Summing up my New Zealand experience in one post is near impossible, it was quite simply incredible, but I’m going to try with my favourite of all things, a list. And where better to start than with how I spent far too many of my days…
Partied like I’d never partied before. Seriously I drank myself stupid several times over. I had some pretty crazy nights at uni, some epic house parties in Canada, my family knows how to throw a damn good shindig, and I’ve lived in London where the clubs are world class. But trust me there aint no party like a Slalom party.
Had some of the worst hangovers of all time and amazingly realised quite how well I’m able to function on very little sleep a killer headaches and a constant feeling of needing to vomit. Thank god for the wonderful chefs I worked with who provided me with an insane amount of hangover curing food which got me through many a bad hangover day, just about!
Realised I love running a bar. On the days when I wasn’t suffering the mother of all hangovers then I really loved my job. Stationed at the Schuss Haus, or as it’s fondly known the Corona Bar, halfway up the mountain we never knew what was going to hit us but even the packed days when we ran out of everything were fun as fuck. We ramped the music up, popped open corona after corona at lightning speed, called on all the other departments for help and when it was all done collapsed in the cupboard and stuffed ourselves with leftover tacos. And I loved every hair tearing, problem solving, manic minute. There might be a high possibility I’ve answered the what the fuck are you going to do with your life question!
___
_AIM 1_. List every country or city named in the New Zealand post.
_AIM 2_. Write out everything in the New Zealand post from "Realised I love" down to "your life question!".
The rows that come after this New Zealand post aren't needed for anything here.
___
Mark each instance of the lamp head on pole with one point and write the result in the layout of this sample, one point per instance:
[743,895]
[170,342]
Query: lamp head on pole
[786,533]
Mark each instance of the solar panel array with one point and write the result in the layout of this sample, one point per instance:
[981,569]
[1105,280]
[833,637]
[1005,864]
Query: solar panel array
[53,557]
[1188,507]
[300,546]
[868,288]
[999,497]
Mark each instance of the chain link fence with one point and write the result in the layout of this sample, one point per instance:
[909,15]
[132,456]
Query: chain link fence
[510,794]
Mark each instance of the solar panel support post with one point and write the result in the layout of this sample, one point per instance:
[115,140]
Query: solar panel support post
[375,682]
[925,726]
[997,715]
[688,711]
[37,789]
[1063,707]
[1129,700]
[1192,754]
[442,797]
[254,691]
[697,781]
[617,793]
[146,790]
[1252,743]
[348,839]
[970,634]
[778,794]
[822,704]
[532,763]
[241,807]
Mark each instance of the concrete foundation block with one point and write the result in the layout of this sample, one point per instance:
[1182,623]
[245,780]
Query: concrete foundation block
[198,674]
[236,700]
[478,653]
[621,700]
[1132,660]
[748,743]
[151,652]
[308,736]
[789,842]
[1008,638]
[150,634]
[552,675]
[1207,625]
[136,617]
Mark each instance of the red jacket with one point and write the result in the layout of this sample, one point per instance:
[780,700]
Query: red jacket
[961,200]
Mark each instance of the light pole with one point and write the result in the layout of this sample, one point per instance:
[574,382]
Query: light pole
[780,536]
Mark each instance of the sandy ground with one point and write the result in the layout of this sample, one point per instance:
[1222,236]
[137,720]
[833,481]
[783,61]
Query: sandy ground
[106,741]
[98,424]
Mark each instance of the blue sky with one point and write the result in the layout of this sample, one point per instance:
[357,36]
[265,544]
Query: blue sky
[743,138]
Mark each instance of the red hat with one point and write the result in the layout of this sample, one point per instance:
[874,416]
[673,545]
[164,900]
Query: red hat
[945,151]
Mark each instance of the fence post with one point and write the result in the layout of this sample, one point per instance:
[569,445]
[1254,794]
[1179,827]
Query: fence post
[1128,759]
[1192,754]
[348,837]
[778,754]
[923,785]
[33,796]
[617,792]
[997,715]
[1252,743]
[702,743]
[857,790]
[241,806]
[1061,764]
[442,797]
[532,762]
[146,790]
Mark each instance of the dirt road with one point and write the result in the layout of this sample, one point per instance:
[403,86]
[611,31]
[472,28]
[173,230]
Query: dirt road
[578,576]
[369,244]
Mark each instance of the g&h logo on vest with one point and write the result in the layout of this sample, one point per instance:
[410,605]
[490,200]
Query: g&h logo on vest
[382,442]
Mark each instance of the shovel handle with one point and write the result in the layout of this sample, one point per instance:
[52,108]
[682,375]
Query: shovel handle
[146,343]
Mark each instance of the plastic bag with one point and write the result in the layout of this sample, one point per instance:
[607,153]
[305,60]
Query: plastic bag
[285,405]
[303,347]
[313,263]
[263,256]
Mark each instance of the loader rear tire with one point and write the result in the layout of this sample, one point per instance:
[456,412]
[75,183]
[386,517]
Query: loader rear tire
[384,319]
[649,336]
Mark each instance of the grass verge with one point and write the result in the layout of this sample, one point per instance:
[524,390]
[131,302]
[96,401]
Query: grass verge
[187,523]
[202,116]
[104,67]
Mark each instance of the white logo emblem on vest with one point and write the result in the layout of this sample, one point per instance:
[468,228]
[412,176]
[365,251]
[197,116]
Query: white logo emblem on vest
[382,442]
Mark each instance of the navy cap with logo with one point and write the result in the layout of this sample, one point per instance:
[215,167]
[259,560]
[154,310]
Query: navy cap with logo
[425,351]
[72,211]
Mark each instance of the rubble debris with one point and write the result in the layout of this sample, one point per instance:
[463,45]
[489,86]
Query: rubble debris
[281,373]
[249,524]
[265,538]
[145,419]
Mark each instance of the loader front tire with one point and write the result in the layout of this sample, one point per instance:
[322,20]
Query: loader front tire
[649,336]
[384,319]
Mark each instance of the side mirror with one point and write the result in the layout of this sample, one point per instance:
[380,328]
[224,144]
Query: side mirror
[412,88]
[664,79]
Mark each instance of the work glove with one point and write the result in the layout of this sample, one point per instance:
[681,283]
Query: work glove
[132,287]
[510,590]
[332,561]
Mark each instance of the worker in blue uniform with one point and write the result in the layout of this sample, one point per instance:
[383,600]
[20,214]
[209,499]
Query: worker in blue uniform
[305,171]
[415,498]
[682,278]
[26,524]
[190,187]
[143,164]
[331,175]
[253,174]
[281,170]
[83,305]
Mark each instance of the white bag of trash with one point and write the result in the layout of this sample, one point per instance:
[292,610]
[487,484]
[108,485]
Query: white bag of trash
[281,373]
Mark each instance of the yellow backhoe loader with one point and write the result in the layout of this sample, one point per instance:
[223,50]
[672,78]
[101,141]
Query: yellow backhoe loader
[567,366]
___
_TASK RESULT 1_. New Zealand, Canada, London

_TASK RESULT 2_.
Realised I love running a bar. On the days when I wasn’t suffering the mother of all hangovers then I really loved my job. Stationed at the Schuss Haus, or as it’s fondly known the Corona Bar, halfway up the mountain we never knew what was going to hit us but even the packed days when we ran out of everything were fun as fuck. We ramped the music up, popped open corona after corona at lightning speed, called on all the other departments for help and when it was all done collapsed in the cupboard and stuffed ourselves with leftover tacos. And I loved every hair tearing, problem solving, manic minute. There might be a high possibility I’ve answered the what the fuck are you going to do with your life question!